— Begin Excerpt provided —

Improved Vectorization of Masked Code: The reverse-if-conversion implemented in early is rather straight-forward: it un-masks each memory access separately. This fragments the code into many small basic-blocks, leading to poor SLP-vectorization and suboptimal loop-vectorization of interleavegroups. Multiple loads and stores that share a common mask are grouped and un-masked together in an improved version of reverse-if-conversion included in early-tuned.

# 4 Experimental Evaluation

Applying early-flattening to the scenarios of Section 2 confirms that it can achieve our main goal: this flow prevents deoptimizations while preserving regular accesses throughout the compilation process up to vectorization and Device-Loop formation, when applied to these scenarios.

Next we evaluate how a large testsuite consisting of a wide range of tests responds to the radically different flow of early-flattening. We use the full OpenCL benchmark suite of our compiler, without changes, which contains hundreds of Deep Learning and Computer Vision tests covering many computational kernels and few full applications. Many tests leave most of the optimization to the compiler, which helps evaluate how well optimization capabilities are preserved.

Performance is measured in number of cycles using a simulator modelling a realistic BE'ERI target, featuring wide VLIW and SIMD capabilities, with ZOL support, and regular masked loads and stores governed by a streaming address-generation unit, complemented with a gather-scatter unit. We measure the total number of cycles executed by each loop offloaded to the target. All operations, including memory accesses, take a fixed number of cycles. We measured and present the performance achieved by each of the three compilers described in Section 3: base, early and early-tuned. Note that the improvements added to early to produce early-tuned also apply to base but are ineffective there, due to its traditional and highly tuned flow.

— End Excerpt provided —
— Begin Data extract —

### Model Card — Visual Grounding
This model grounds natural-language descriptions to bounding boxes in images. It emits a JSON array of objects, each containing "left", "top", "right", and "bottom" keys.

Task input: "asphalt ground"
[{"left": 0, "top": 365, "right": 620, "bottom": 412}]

— End Data extract —

◆ **Task to carry out**: Rewrite the compiler evaluation excerpt, starting at the words "# 4 Experimental" and stopping after "capabilities are preserved.", with "Deep Learning" replaced by "Machine Learning". Rely only on the compiler evaluation excerpt and ignore the rest of the material.

◆ **The response**:
# 4 Experimental Evaluation

Applying early-flattening to the scenarios of Section 2 confirms that it can achieve our main goal: this flow prevents deoptimizations while preserving regular accesses throughout the compilation process up to vectorization and Device-Loop formation, when applied to these scenarios.

Next we evaluate how a large testsuite consisting of a wide range of tests responds to the radically different flow of early-flattening. We use the full OpenCL benchmark suite of our compiler, without changes, which contains hundreds of Machine Learning and Computer Vision tests covering many computational kernels and few full applications. Many tests leave most of the optimization to the compiler, which helps evaluate how well optimization capabilities are preserved.